To do →
**1.** Answer each question from the news digest.
(a) How much could PwC be forced to pay Keele University?
(b) How many extra students do universities face?
(c) At which university did career advisers issue the guide?
**2.** Decide whether each statement agrees with the news digest. Answer yes or no, and quote the words that decide it.
(a) The High Court judge ruled that PwC should be held liable.
(b) The extra demand would require the equivalent of 20 new universities.
(c) Students were advised to call themselves Scottish on job applications.
**3.** Reproduce the part of the news digest starting at "July 3, 2003" and ending at "the extra demand.".

Today's news

July 3, 2003

Negligent advice to Keele may cost PwC £1.7m
Accountant PwC could be forced to pay almost £1.7 million to Keele University after the firm gave negligent advice over a so-called profit-related pay scheme in the late 1990s. A High Court judge ruled yesterday that the accountant's negligence cost the university the opportunity to make savings to its overall payroll bill, and that it should be held liable.
(Financial Times)

Demand for university places could rise by 60%
Universities face an influx of 250,000 extra students at an annual cost to taxpayers of more than £1 billion within seven years, the Higher Education Policy Institute said yesterday. The equivalent of 12 to 15 new universities would be needed to cope with the extra demand.
(Times, Daily Telegraph)

Better be British, Scots students told
Students at one of the UK's oldest universities have been advised to call themselves British rather than Scottish, Welsh or Irish on job applications, in case prospective employers regard them as troublesome nationalists. Career advisers at Aberdeen University have issued a guide to students seeking work outside Scotland, which warns them that their best chance is to declare British nationality.

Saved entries
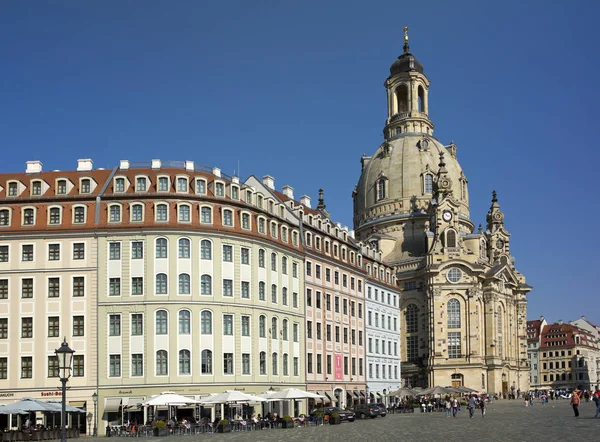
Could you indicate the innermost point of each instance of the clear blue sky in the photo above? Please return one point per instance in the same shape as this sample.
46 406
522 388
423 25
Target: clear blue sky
295 90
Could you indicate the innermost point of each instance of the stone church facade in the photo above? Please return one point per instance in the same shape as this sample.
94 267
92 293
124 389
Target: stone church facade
463 304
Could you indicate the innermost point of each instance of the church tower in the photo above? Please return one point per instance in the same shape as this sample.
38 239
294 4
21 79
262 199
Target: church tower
463 304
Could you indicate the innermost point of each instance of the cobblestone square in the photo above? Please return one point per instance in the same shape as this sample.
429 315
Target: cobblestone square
504 421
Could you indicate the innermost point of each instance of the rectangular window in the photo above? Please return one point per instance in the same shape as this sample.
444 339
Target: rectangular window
78 250
53 326
78 326
114 251
137 324
27 254
137 285
114 285
227 363
227 287
27 288
26 367
137 364
78 286
27 327
53 252
114 366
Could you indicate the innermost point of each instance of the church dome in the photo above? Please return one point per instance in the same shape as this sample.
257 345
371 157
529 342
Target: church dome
397 181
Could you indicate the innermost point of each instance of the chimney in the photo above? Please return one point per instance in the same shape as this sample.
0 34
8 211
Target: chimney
305 201
269 181
33 167
288 191
84 165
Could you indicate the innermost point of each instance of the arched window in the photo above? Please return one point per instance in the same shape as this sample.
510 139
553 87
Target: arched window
161 284
453 313
262 326
162 323
275 365
184 284
428 183
450 238
412 319
184 322
184 248
184 362
206 362
161 248
205 249
206 285
206 323
162 363
274 262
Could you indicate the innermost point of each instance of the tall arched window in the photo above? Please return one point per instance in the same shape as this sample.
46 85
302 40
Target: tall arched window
184 284
412 319
161 248
206 285
184 248
162 324
428 183
206 362
206 323
184 362
205 249
162 363
453 313
161 284
184 322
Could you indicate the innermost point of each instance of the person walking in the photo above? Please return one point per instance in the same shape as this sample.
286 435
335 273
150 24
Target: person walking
471 406
575 402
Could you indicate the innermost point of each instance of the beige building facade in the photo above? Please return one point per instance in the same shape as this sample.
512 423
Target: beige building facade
463 306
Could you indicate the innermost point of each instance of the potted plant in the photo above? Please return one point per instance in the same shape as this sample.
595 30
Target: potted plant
160 428
334 419
224 426
287 422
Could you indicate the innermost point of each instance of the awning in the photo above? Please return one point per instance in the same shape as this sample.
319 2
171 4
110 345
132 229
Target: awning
133 403
112 405
78 404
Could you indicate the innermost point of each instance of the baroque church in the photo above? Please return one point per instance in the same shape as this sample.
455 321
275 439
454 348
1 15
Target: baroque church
464 307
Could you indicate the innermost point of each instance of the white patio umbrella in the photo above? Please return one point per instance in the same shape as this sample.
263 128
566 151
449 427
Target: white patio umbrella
230 397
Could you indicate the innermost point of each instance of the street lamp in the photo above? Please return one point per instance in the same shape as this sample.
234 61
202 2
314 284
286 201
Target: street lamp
64 355
95 399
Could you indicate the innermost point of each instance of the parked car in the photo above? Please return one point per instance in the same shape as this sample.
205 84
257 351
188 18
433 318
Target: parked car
366 410
345 415
382 408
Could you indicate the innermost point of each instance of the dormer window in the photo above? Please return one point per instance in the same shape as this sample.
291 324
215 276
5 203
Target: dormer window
28 217
61 187
141 184
36 188
181 184
85 186
201 187
163 184
120 185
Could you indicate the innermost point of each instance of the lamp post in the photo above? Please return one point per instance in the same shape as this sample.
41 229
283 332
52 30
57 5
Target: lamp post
95 399
64 355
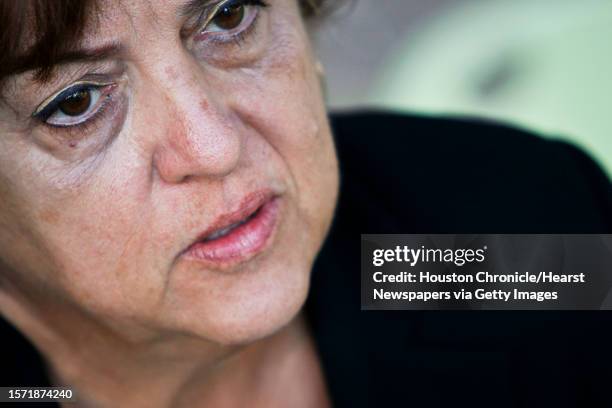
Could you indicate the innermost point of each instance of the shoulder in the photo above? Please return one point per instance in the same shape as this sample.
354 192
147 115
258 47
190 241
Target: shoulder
460 175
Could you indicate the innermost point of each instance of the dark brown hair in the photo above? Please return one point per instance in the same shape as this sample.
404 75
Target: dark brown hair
34 33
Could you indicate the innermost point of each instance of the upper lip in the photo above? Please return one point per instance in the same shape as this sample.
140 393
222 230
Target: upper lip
248 206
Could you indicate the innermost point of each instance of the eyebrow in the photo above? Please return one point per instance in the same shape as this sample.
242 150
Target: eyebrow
102 52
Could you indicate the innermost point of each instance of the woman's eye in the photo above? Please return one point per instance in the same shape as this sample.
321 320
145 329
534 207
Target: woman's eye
233 15
228 17
74 105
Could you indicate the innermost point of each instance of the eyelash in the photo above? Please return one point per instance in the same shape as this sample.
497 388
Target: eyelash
88 124
239 37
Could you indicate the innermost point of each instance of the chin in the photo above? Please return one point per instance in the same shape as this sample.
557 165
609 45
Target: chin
238 309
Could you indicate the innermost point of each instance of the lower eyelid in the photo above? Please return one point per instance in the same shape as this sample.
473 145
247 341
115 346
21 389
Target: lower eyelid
104 98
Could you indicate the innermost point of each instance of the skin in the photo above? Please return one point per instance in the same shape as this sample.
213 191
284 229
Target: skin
94 220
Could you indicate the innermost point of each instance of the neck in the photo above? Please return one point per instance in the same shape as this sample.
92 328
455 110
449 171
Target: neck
280 370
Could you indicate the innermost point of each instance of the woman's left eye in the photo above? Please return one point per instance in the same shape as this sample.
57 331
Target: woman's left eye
232 16
74 105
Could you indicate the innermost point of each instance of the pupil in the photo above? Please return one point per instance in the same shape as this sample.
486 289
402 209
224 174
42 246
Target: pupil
230 17
76 104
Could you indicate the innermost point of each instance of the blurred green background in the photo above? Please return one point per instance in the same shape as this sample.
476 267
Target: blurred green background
542 64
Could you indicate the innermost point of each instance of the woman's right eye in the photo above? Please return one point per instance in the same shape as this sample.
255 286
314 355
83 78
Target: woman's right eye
75 105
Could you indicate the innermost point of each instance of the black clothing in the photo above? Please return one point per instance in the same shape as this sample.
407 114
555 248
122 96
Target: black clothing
409 174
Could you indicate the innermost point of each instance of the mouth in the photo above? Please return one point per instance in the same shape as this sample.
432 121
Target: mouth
240 235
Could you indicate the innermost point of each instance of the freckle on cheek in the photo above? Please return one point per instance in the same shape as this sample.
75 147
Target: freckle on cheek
204 104
171 72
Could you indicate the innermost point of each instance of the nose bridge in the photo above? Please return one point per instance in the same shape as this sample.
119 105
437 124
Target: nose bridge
200 137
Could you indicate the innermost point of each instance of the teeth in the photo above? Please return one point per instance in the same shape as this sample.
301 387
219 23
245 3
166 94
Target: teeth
222 232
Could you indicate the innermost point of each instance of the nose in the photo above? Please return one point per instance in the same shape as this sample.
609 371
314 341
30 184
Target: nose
200 139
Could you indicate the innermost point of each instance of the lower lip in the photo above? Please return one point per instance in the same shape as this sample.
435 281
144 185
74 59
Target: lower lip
242 242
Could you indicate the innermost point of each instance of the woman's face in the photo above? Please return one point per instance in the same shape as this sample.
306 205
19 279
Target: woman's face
179 180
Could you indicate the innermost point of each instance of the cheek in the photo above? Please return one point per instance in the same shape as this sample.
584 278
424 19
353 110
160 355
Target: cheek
285 103
86 241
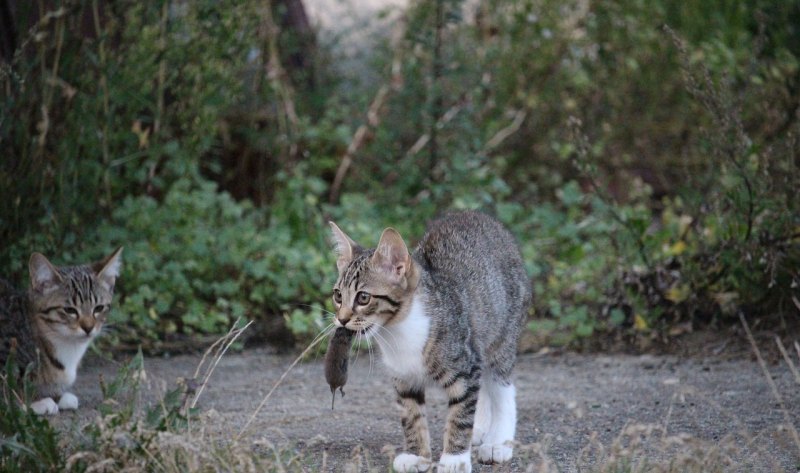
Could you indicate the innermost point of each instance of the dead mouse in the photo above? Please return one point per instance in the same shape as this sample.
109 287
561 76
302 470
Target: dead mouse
336 360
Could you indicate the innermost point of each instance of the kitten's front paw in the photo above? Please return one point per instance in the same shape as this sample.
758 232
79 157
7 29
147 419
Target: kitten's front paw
67 402
410 463
497 453
46 406
459 463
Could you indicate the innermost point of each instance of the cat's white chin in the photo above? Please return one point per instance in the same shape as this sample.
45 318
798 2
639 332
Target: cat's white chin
410 463
46 406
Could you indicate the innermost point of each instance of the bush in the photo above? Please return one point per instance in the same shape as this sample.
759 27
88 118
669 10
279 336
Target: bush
648 184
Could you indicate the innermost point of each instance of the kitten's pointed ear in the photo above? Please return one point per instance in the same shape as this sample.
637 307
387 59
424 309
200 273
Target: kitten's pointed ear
345 247
391 255
107 270
43 274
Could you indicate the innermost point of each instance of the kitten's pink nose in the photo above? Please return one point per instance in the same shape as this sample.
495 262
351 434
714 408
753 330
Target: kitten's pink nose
344 316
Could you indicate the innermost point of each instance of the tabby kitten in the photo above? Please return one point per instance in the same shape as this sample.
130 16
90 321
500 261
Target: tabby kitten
52 325
449 315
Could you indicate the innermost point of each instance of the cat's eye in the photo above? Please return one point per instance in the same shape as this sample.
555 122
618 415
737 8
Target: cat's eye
362 298
71 311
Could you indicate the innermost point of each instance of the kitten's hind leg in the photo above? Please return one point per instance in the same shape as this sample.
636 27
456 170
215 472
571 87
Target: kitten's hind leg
68 401
497 445
483 416
45 406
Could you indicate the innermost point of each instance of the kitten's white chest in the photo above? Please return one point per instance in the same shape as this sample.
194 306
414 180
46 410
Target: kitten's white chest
70 354
402 344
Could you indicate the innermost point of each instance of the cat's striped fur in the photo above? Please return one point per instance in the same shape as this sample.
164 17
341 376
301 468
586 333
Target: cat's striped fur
450 315
50 327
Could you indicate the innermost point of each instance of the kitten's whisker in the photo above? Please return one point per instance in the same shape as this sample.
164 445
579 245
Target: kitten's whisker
325 332
383 342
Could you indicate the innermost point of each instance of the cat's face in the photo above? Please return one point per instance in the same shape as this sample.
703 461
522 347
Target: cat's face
373 285
72 302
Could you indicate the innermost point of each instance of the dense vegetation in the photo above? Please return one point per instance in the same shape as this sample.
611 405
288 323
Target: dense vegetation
645 154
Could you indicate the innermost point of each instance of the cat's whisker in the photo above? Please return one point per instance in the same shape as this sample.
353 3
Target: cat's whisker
324 333
384 342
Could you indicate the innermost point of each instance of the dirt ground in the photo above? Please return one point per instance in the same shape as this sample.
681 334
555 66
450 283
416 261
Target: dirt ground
571 408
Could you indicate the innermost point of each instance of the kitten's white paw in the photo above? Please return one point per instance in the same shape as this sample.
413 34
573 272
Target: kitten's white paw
497 453
410 463
46 406
459 463
68 402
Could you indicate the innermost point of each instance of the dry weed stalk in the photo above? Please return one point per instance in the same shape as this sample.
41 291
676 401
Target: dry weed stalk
219 348
263 402
778 398
788 359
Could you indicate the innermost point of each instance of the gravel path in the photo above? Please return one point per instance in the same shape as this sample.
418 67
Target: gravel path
572 408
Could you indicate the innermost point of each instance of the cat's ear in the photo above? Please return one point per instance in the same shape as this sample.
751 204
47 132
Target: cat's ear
107 270
391 255
44 276
345 247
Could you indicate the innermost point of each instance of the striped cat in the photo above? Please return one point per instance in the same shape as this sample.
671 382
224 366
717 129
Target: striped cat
52 325
449 315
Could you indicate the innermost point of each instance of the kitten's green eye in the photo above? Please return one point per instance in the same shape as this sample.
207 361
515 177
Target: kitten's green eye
362 298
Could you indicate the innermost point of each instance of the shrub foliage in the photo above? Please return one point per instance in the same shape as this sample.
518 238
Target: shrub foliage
648 172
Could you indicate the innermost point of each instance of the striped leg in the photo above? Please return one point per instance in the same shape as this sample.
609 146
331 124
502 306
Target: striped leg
417 454
497 443
462 392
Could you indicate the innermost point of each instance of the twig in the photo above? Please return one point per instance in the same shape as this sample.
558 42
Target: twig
275 386
362 135
771 382
425 138
503 134
788 359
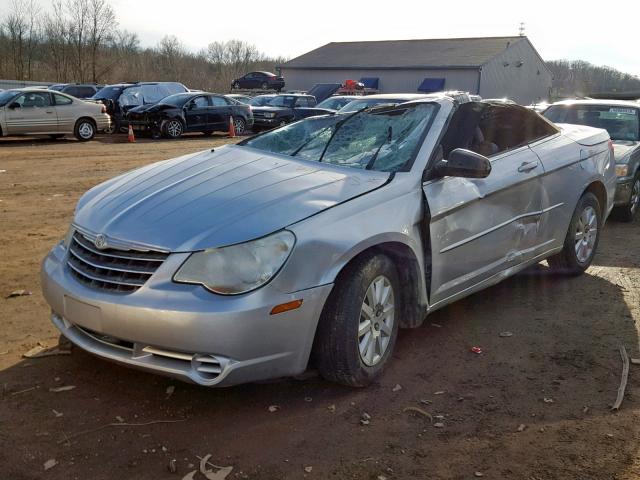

Answer set →
**1.**
(a) Almost £1.7 million
(b) 250,000
(c) Aberdeen University

**2.**
(a) Yes: "and that it should be held liable"
(b) No: "The equivalent of 12 to 15 new universities would be needed to cope with the extra demand."
(c) No: "advised to call themselves British rather than Scottish, Welsh or Irish on job applications"

**3.**
July 3, 2003

Negligent advice to Keele may cost PwC £1.7m
Accountant PwC could be forced to pay almost £1.7 million to Keele University after the firm gave negligent advice over a so-called profit-related pay scheme in the late 1990s. A High Court judge ruled yesterday that the accountant's negligence cost the university the opportunity to make savings to its overall payroll bill, and that it should be held liable.
(Financial Times)

Demand for university places could rise by 60%
Universities face an influx of 250,000 extra students at an annual cost to taxpayers of more than £1 billion within seven years, the Higher Education Policy Institute said yesterday. The equivalent of 12 to 15 new universities would be needed to cope with the extra demand.